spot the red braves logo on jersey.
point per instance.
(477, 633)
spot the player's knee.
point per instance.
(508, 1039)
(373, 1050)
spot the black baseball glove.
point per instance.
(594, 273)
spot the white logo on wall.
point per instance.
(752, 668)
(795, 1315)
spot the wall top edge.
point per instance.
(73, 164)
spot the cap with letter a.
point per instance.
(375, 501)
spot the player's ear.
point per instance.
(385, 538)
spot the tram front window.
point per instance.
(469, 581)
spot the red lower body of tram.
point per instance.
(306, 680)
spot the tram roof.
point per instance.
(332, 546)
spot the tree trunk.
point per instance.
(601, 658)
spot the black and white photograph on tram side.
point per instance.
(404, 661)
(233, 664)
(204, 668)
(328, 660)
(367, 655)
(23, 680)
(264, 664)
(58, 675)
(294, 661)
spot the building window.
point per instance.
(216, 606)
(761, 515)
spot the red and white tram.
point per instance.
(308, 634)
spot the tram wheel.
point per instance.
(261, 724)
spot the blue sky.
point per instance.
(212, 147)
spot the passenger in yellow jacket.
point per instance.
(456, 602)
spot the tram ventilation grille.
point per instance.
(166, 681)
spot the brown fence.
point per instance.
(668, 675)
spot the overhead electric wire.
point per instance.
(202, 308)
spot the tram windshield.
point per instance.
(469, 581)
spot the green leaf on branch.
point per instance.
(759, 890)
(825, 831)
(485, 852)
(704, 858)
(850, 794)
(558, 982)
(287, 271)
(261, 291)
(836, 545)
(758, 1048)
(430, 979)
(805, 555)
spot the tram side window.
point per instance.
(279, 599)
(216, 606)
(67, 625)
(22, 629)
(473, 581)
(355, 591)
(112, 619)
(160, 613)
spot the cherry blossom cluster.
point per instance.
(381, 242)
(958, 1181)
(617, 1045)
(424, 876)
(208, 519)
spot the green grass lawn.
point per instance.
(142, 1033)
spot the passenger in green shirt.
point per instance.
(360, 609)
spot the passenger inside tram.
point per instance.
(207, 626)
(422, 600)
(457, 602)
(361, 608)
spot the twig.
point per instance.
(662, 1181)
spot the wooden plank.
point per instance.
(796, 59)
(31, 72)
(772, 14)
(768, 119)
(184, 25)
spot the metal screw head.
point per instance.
+ + + + +
### Activity
If a line in the entries above has the word "logo", copy it.

### Final answer
spot the red braves logo on jersey.
spot the white logo on wall.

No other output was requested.